Top of Records to use

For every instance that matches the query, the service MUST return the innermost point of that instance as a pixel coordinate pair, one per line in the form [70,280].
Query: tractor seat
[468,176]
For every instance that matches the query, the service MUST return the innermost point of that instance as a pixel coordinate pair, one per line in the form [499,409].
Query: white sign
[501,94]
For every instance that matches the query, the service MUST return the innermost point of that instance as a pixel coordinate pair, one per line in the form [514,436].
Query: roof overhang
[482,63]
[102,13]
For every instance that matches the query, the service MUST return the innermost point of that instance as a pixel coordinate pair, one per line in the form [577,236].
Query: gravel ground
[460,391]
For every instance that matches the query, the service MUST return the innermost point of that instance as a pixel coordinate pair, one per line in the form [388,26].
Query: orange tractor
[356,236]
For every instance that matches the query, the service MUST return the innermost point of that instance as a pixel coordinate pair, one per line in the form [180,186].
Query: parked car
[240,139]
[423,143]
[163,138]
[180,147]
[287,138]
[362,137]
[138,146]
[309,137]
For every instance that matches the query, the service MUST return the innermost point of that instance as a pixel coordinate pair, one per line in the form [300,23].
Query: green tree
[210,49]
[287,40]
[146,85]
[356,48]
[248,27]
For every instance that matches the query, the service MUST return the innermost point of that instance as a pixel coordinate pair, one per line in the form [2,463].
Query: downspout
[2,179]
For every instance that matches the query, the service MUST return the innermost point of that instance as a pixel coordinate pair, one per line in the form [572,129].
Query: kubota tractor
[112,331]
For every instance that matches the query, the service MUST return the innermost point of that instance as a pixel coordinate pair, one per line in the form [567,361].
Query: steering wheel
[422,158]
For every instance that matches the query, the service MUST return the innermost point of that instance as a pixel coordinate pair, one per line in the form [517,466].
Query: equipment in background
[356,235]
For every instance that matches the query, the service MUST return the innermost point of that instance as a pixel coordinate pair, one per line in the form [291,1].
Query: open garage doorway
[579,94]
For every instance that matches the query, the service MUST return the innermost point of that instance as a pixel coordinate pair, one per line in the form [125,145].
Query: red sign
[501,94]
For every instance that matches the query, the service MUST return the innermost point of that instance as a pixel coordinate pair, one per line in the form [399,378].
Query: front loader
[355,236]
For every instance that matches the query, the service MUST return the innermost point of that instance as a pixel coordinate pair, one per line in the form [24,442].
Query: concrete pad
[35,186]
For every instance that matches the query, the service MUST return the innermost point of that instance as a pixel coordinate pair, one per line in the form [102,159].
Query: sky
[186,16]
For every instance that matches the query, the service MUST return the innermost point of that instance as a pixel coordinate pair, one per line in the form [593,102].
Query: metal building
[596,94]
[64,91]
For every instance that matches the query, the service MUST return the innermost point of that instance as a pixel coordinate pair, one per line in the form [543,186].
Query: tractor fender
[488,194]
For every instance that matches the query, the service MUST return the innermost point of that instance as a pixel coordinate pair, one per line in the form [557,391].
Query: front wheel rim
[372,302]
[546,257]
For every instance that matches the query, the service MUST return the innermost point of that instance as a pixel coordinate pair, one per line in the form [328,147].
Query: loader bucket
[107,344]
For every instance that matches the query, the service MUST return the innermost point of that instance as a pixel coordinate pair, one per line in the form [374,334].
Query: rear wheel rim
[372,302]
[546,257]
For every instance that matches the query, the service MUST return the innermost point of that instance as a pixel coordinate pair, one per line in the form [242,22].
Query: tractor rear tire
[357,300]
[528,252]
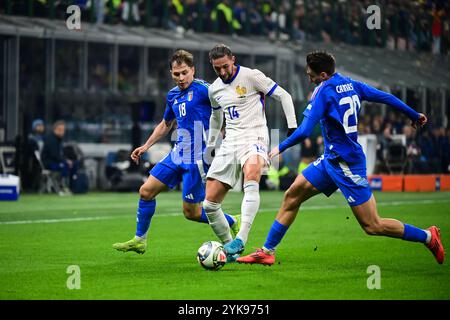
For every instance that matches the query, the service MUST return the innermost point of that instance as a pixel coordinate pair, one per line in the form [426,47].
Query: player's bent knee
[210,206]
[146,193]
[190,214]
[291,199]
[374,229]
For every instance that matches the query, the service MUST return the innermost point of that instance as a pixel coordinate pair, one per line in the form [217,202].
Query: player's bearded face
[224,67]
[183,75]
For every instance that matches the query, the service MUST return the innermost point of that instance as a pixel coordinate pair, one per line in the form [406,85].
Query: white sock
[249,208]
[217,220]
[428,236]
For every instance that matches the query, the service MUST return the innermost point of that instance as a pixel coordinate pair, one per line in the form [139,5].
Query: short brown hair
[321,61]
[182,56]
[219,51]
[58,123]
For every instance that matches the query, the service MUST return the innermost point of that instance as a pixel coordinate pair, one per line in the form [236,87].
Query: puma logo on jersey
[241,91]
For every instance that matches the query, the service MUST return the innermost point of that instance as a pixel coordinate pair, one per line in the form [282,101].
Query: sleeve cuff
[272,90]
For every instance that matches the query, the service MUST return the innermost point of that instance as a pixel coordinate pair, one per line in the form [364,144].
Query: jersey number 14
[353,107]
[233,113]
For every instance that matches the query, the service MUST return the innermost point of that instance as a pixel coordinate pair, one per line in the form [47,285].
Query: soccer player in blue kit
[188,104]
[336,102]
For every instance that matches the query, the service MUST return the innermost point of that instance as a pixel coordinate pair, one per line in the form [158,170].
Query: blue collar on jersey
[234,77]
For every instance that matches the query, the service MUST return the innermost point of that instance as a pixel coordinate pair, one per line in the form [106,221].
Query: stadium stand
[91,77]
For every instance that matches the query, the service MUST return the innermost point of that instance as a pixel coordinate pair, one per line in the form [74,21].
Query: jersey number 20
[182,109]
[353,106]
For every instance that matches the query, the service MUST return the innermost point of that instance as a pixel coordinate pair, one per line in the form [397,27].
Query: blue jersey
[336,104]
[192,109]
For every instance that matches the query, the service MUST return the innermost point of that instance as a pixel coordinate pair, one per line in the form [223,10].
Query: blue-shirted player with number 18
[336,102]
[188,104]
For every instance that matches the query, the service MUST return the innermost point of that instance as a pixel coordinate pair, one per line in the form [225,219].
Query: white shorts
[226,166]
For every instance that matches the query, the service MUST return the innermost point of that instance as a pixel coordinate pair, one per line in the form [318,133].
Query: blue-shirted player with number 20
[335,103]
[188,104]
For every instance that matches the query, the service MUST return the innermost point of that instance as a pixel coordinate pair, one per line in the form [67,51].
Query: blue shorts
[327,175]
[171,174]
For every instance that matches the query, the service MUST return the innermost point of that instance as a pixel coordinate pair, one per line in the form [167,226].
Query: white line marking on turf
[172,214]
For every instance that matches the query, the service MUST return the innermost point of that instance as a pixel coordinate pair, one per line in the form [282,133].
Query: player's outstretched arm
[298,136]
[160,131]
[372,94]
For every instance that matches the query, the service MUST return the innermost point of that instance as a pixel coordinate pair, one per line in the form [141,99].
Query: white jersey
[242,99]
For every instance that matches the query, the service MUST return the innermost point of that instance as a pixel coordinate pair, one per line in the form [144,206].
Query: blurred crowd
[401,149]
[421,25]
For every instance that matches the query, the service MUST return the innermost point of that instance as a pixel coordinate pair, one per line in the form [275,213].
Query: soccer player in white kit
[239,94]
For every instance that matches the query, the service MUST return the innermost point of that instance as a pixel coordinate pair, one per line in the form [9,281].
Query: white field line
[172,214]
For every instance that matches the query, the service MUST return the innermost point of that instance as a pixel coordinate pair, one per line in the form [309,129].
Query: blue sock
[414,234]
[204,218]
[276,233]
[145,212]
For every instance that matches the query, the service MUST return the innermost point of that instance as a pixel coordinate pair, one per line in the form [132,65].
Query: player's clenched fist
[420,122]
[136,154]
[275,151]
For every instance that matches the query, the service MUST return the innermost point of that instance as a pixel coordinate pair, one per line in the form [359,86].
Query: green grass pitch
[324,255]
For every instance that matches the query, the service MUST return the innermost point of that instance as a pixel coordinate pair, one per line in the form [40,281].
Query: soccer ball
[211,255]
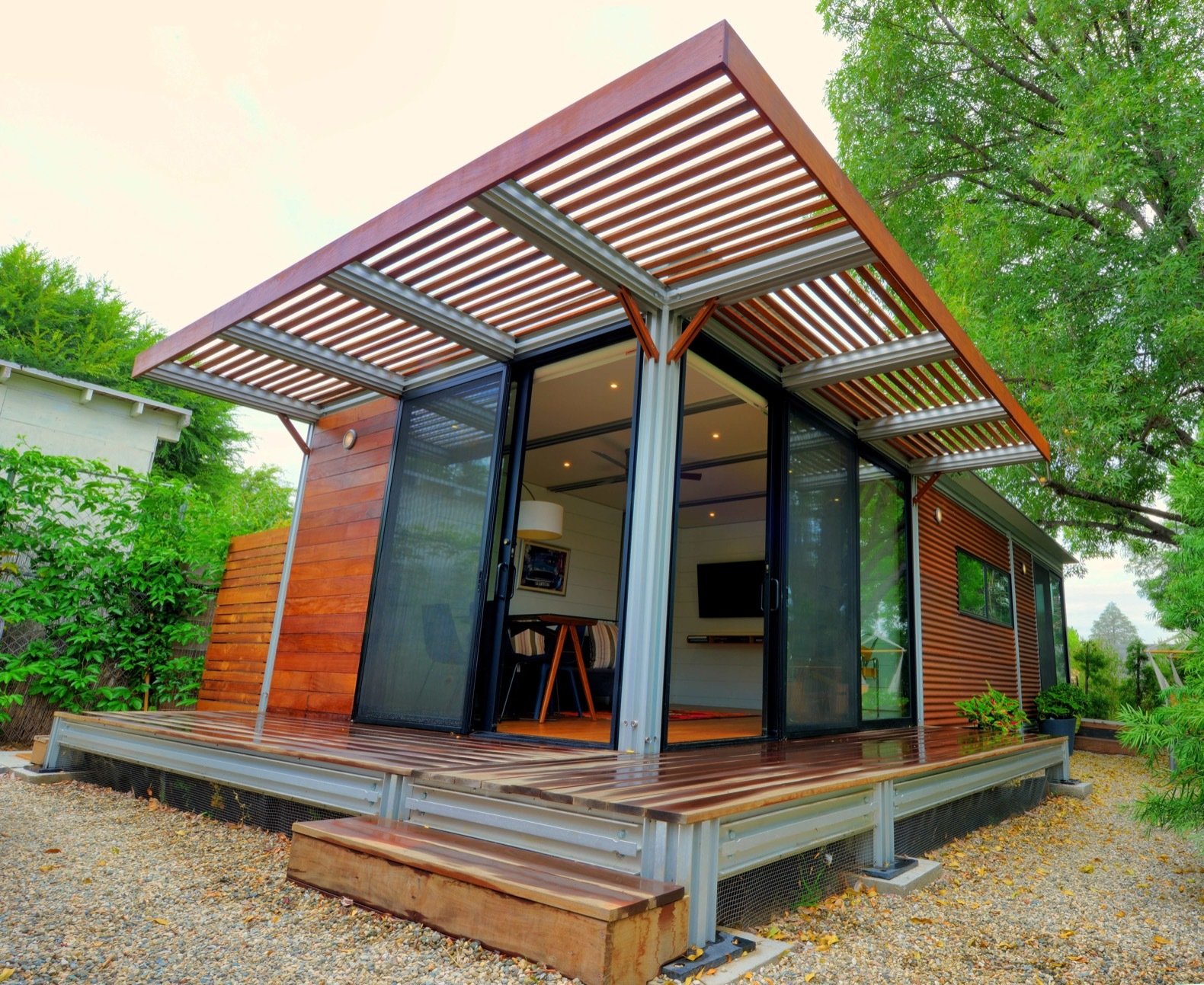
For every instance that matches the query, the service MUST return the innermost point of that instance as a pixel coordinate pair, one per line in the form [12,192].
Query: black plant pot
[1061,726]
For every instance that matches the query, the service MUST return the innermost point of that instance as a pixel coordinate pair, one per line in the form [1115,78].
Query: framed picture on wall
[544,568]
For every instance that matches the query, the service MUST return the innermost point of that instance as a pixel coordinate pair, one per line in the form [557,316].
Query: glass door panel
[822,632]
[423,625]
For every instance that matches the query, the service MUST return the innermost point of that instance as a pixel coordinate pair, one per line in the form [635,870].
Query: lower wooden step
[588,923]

Bottom of Records to use

→ **Task prompt**
From the data above, reproduce word for word the lines running from the line with "Query: player's bearded face" to the line with "the form [236,87].", ends included.

→ **Problem solution**
Query: player's bearded face
[224,67]
[183,75]
For every instance that matches the query, the service MUST return the innermost point of that instance as a pixel coordinate pair, one per line in the form [406,85].
Query: white sock
[249,208]
[217,220]
[428,236]
For every instance that matches the query, the service MUST return the innermost point of that instance as a pixel coordinate pair, one per line in the form [139,5].
Query: short brown hair
[321,61]
[182,56]
[219,51]
[58,123]
For every instance that matches the query, the service MUST return the innermost point of that instance as a pixel coordinate pair, one per line in the form [236,87].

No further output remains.